======== EXTRACTED INFORMATION

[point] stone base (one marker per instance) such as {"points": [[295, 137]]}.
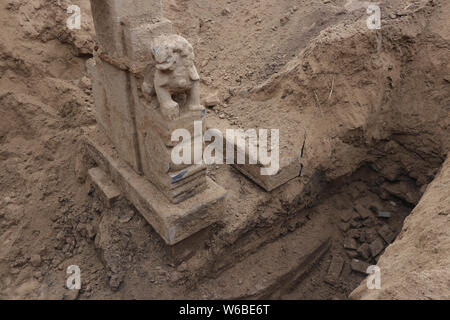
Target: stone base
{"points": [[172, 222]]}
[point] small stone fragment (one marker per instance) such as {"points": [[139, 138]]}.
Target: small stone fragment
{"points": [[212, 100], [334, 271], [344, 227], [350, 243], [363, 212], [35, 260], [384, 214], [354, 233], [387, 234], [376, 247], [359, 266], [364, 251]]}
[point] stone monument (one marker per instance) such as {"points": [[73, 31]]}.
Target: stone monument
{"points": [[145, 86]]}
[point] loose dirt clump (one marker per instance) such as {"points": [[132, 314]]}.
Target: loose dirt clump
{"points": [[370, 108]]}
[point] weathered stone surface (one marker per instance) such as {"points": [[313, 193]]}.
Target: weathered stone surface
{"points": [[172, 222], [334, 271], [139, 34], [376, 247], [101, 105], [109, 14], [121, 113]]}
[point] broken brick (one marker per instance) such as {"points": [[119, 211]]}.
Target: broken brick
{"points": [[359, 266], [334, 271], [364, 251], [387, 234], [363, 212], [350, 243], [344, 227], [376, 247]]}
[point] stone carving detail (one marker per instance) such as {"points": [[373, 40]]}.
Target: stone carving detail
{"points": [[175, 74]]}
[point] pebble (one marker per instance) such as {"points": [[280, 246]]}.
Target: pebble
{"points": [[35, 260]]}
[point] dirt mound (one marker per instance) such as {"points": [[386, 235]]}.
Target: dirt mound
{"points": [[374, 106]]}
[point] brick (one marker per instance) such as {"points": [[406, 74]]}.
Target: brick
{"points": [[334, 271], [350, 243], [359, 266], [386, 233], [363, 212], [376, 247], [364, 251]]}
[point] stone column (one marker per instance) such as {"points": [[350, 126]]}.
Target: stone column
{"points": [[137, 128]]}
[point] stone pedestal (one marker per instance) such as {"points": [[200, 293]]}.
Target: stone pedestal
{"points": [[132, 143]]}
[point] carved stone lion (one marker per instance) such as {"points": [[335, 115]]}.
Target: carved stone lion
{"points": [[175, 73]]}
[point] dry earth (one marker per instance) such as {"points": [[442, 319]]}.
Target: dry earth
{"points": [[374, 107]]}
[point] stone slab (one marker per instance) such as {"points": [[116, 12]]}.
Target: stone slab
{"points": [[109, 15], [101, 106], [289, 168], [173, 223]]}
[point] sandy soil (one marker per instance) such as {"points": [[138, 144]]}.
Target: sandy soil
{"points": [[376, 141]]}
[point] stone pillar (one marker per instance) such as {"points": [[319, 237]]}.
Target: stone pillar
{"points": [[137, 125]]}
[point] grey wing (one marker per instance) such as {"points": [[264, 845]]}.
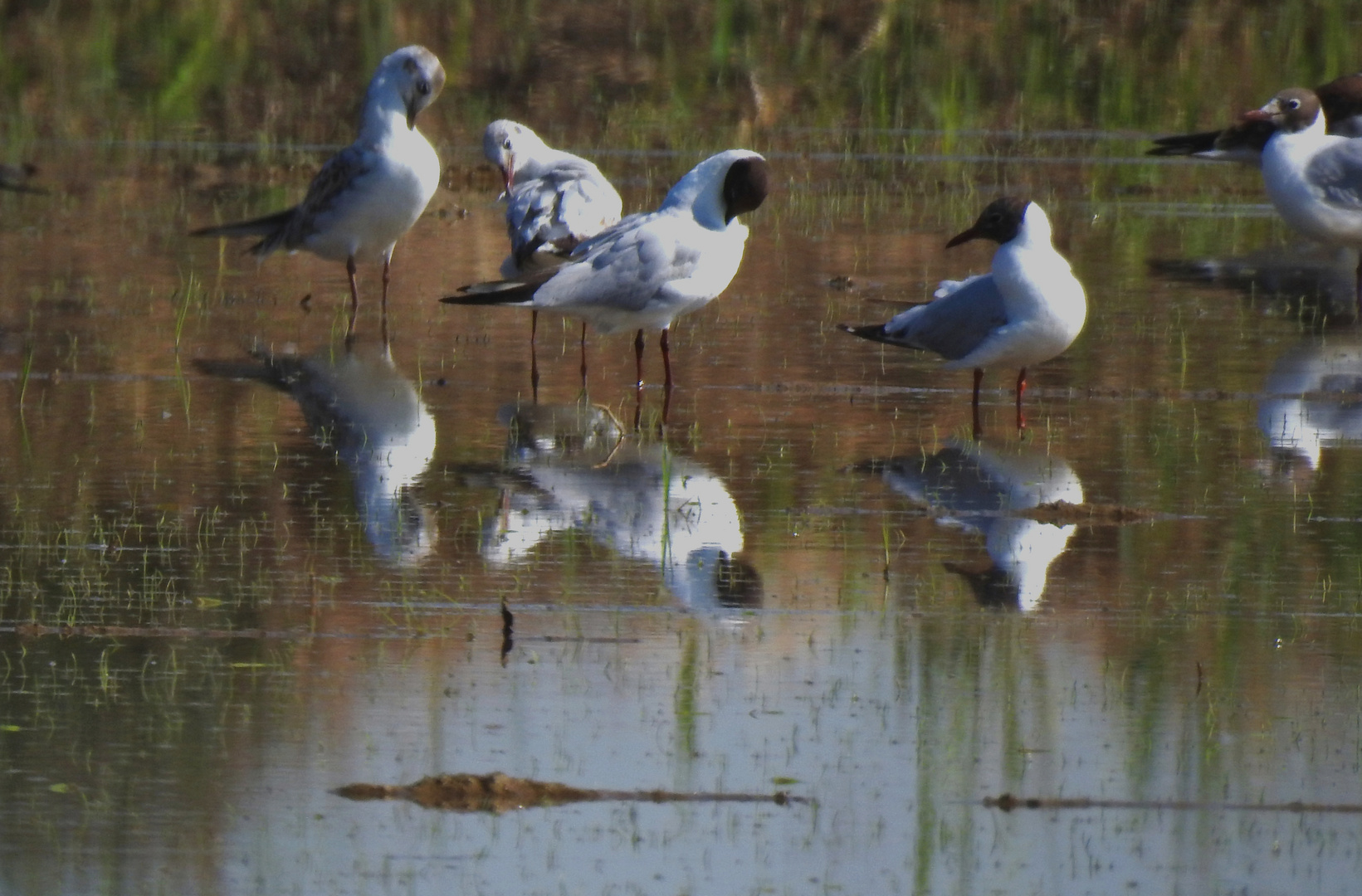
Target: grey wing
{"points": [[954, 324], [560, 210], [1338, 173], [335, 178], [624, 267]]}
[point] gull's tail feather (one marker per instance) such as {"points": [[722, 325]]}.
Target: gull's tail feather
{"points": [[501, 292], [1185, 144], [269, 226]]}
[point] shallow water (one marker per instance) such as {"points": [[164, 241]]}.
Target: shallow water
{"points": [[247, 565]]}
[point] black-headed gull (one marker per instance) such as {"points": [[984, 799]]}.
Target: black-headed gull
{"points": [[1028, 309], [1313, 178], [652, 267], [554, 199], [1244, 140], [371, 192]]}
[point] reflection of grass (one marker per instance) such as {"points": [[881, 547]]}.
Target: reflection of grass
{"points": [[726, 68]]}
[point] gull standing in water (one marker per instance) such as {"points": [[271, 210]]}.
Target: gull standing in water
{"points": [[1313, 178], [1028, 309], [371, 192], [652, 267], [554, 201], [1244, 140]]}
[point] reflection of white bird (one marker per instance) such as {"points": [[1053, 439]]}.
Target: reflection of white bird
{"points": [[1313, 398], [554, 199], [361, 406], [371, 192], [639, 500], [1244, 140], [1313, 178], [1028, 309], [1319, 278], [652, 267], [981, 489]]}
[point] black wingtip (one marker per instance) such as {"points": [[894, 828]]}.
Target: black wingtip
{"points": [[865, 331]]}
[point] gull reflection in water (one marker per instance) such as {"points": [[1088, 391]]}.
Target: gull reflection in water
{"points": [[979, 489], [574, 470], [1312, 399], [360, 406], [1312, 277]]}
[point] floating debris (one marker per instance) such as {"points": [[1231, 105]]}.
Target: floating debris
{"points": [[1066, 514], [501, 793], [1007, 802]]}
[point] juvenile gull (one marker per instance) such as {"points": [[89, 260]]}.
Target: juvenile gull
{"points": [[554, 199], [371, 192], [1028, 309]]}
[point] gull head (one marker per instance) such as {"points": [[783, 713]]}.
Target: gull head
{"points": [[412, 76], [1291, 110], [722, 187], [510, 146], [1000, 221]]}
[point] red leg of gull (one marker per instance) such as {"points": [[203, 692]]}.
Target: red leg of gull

================
======== EXTRACTED INFORMATION

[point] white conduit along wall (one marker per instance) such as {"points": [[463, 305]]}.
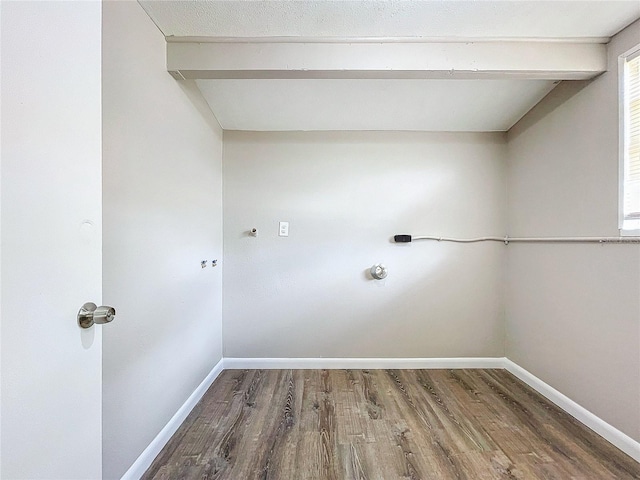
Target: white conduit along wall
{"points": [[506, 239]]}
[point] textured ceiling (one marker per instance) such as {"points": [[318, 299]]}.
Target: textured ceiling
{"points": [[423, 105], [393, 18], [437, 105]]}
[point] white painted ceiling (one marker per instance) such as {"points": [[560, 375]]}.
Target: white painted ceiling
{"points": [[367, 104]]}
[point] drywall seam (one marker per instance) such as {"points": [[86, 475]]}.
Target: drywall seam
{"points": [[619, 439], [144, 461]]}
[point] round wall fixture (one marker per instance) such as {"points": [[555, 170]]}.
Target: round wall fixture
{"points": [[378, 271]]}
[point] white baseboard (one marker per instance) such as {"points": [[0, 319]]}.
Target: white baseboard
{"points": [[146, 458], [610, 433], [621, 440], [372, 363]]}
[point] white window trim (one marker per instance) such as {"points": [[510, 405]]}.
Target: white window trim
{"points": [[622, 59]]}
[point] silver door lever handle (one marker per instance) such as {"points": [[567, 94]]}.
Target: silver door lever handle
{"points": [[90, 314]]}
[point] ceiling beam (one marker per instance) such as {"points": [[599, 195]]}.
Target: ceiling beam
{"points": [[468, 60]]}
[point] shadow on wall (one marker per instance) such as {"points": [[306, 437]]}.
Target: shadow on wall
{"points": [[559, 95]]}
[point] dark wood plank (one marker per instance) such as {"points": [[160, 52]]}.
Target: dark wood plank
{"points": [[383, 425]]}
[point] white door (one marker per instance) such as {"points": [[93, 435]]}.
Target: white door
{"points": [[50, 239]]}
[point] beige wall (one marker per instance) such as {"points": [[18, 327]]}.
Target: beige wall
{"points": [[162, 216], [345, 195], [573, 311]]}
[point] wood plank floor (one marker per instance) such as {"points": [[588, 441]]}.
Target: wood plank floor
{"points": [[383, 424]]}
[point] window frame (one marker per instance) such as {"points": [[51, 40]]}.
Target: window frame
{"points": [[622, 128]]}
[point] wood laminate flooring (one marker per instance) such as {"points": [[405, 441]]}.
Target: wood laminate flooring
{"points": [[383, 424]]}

================
======== EXTRACTED INFORMATION

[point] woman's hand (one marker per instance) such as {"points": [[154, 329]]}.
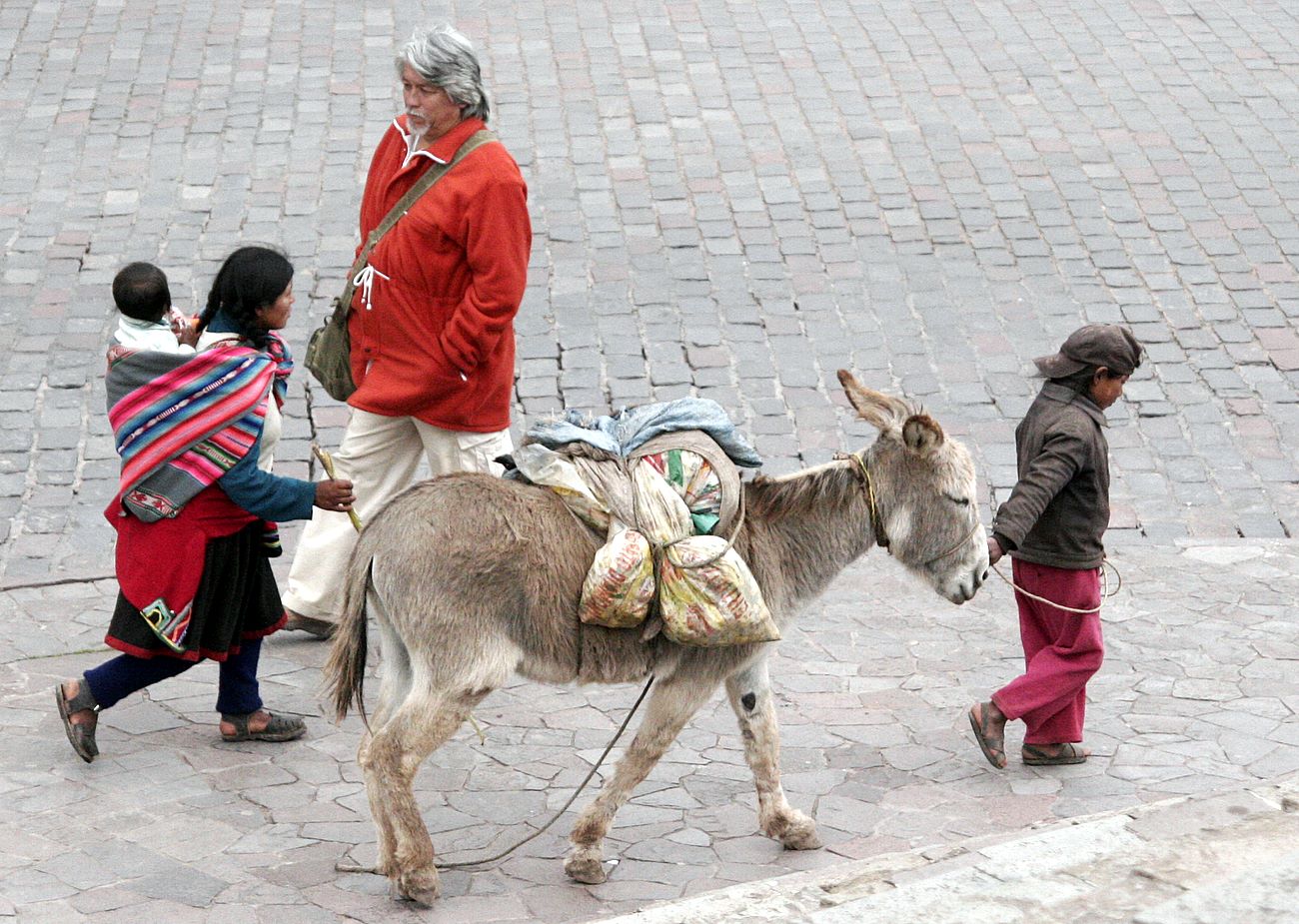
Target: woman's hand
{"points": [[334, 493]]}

================

▶ [EXERCISE BRIEF]
From the material above, give again exactly the lines from the one that contains "[point] stone base" through the one that contains "[point] small stone", and leave out the pictures.

▶ [EXERCISE SOLUTION]
[point] stone base (one marker per instance) such as {"points": [[295, 137]]}.
Target: stone base
{"points": [[172, 222]]}
[point] small stone fragment (one marker per instance) such as {"points": [[139, 138]]}.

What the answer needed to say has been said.